■ WHAT IS BEING ASKED
Starting with the row containing "For the evaluation set, spot each instance of the white wall" and going on through the last row, both included, shift each coordinate answer by adding 119 to both numbers. Reproduce only those rows, keeping every request unchanged.

■ EXTRACTED RECORDS
★ ★ ★ ★ ★ ★ ★

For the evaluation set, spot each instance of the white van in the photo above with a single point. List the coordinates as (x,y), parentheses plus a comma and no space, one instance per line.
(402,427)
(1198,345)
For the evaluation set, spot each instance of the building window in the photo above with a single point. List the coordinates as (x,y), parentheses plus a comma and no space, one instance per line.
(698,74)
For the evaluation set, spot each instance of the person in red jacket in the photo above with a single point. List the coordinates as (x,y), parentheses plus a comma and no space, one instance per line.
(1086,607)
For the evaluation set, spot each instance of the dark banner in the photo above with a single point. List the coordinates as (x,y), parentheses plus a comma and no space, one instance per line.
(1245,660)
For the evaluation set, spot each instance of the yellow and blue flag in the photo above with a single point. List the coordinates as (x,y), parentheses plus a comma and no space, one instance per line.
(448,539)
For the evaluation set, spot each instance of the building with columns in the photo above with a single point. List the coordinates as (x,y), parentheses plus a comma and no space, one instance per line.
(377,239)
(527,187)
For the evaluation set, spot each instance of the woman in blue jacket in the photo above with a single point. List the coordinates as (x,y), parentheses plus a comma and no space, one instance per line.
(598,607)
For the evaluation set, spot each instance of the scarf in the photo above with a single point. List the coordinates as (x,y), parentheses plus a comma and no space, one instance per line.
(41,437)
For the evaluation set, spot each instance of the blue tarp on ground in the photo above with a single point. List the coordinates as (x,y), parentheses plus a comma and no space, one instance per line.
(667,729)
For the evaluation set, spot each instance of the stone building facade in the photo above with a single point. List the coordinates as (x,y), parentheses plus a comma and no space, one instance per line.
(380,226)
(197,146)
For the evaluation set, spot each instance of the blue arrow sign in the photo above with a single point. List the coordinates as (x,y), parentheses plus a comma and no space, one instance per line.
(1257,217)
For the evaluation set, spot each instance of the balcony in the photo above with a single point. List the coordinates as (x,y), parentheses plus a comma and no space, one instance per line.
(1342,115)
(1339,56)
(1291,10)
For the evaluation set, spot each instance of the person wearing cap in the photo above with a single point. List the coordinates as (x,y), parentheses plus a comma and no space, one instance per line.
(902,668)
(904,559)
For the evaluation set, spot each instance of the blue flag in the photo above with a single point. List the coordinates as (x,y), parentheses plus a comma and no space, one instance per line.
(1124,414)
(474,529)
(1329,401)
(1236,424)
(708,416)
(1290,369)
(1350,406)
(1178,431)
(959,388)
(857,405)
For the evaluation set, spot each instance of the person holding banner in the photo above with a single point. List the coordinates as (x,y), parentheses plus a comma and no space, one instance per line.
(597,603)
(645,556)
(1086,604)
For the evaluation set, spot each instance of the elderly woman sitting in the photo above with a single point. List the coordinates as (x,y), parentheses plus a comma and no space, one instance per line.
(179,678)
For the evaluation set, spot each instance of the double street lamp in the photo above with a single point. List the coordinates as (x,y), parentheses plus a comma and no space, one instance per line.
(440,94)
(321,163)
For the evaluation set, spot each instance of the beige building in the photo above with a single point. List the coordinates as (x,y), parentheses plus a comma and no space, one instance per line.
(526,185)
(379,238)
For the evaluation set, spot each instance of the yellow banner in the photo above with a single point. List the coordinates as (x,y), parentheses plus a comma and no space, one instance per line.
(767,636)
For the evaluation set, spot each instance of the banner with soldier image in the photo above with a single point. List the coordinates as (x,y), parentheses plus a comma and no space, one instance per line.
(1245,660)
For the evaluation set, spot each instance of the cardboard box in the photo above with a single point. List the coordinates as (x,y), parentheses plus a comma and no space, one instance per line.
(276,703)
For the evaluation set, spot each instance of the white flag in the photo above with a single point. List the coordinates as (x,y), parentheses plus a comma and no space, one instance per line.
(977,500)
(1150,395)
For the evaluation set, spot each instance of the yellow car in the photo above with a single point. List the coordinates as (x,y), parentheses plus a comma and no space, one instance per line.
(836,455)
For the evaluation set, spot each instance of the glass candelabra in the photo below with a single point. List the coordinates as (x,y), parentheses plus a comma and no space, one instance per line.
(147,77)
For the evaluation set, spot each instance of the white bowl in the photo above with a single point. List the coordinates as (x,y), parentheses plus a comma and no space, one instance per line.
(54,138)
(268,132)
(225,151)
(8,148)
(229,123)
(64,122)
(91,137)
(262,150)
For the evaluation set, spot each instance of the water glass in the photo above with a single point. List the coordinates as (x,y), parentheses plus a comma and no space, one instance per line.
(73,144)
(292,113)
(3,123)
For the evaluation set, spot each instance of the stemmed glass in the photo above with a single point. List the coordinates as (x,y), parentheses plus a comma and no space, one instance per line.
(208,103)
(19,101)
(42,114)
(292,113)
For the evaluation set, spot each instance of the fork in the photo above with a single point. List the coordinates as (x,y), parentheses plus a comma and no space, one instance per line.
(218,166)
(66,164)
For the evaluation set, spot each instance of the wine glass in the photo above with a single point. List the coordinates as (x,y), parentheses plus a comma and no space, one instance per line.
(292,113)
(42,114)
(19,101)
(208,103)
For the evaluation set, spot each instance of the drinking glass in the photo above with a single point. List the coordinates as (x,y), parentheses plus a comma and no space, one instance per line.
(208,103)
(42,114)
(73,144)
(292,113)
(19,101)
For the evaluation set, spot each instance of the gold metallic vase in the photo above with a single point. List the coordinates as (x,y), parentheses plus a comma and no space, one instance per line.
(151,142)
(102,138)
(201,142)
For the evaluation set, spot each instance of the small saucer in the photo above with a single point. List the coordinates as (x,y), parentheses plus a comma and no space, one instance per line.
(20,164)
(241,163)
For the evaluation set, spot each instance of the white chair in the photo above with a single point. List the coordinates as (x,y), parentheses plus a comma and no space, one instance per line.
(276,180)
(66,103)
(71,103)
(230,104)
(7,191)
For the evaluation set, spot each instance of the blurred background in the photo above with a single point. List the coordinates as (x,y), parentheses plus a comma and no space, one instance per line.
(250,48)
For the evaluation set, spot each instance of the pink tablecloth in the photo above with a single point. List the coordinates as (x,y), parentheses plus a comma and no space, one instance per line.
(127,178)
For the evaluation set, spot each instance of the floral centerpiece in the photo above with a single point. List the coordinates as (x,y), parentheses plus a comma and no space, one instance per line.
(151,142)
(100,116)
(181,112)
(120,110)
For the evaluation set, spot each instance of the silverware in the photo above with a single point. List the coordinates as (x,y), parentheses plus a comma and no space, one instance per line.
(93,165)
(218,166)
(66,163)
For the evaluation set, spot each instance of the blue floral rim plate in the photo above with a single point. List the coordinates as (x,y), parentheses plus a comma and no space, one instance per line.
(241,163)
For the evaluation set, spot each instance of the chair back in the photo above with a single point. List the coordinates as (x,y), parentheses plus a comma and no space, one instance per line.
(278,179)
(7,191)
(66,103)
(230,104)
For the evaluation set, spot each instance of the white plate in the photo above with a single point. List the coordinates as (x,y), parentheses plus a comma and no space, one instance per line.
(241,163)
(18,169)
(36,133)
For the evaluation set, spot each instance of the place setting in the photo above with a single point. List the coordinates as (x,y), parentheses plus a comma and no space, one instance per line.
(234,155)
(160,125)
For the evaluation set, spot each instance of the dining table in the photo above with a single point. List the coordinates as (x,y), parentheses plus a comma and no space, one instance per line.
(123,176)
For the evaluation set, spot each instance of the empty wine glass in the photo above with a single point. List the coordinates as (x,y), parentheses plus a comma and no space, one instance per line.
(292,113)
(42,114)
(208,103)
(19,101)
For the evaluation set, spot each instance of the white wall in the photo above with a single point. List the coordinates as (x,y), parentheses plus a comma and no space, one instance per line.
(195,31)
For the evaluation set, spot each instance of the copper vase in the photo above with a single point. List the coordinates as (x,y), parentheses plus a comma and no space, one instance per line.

★ ★ ★ ★ ★ ★ ★

■ RESPONSE TO THE EXERCISE
For the evaluation set, spot each instance of the white wall in the photo above with a single point. List the coordinates as (x,y), parentheses plus a comma and no space, one instance per line.
(314,150)
For the evaluation set, spot each instance of the copper vase in the photo above with a single point. List the coordinates as (x,y), parentheses plus a comma and no space, one instance per line.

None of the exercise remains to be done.